*** Document passage Section Begins ***
Evelyn Pringle March 2006
Medicare payments for dialysis cost the US government $5 billion a year. The global market for chronic dialysis services is worth approximately $43 billion and the US market is the largest in the world in terms of value.
Worldwide, by the end of 2005, the number of dialysis patients reached 1.5 million. Of that number, approximately 23% patients were treated in the US, 20 percent in Europe, 17% in Japan, and 40% in the rest of the world.
Having said all that, it will probably come as no surprise that most of the major renal care facilities in the US have come under investigation for fraud in recent years, to include Fresenius Medical Care America, DaVita Inc, Renal Care Group, Quest Diagnostics, and Bone Care International.
The 6th largest medical fraud case in US history was settled in December 2004 against Gambro Healthcare, for $325 million. At the time, Gambro was the third largest operator of renal-dialysis clinics in the US. The settlement period covered fraud that occurred from January 1, 1991, through September 30, 2004.
*** Document passage Section Ends ***
*** Dataset content Section Begins ***
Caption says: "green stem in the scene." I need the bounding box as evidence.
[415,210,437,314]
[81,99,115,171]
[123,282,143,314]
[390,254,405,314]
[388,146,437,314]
*** Dataset content Section Ends ***
*** Dataset content Section Begins ***
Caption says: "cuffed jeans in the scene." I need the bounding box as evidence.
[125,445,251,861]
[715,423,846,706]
*** Dataset content Section Ends ***
*Task A*
Decide whether each statement agrees with the dialysis article: (i) by the end of 2005, dialysis patients worldwide numbered 1.5 million; (ii) Europe treated a larger share of dialysis patients than the US; (iii) Gambro was the largest operator of renal-dialysis clinics in the US at the time of its settlement.
*Task B*
Retype the part of the dialysis article starting with "The 6th largest" and going on through "September 30, 2004.".
*Task C*
Write what comes next in the dialysis article, continuing from its final sentence.
The items above come from a source other than the dialysis article.

*Output A*
(i) Yes: "by the end of 2005, the number of dialysis patients reached 1.5 million."
(ii) No: "approximately 23% patients were treated in the US, 20 percent in Europe"
(iii) No: "Gambro was the third largest operator of renal-dialysis clinics in the US."

*Output B*
The 6th largest medical fraud case in US history was settled in December 2004 against Gambro Healthcare, for $325 million. At the time, Gambro was the third largest operator of renal-dialysis clinics in the US. The settlement period covered fraud that occurred from January 1, 1991, through September 30, 2004.

*Output C*
Gambro Healthcare is owned by a holding company, Gambro Inc, a subsidiary of Gambro AB, headquartered in Stockholm, Sweden, which produces dialysis products, operates dialysis clinics and markets blood bank technology products.
In fiscal 2004, the company had revenue of $3.6 billion. Gambro had revenue of $1.4 billion in the first nine months of 2005, with the latter significantly lower than 2004 due to the company selling off its US operations to DaVita in October 2005.
In December 2004, Gambro entered into an agreement to sell it’s US renal business to DeVita Inc for $3.05 billion and the FTC approved the deal in October 2005. Since the sale of its US operations, Gambro has around 11,300 employees in 40 countries.
The federal fraud investigation began in 2001, after Dr Steven Bander filed a federal whistle-blower lawsuit against the company in St. Louis, alleging fraudulent billing practices. Dr Bander is a kidney specialist and served as Gambro’s chief medical officer from 1995 to 2000, according to the lawsuit complaint.
In the end, the investigation involved the FBI, the Justice Department’s Civil Division and the Health and Human Services’ Office of Inspector General.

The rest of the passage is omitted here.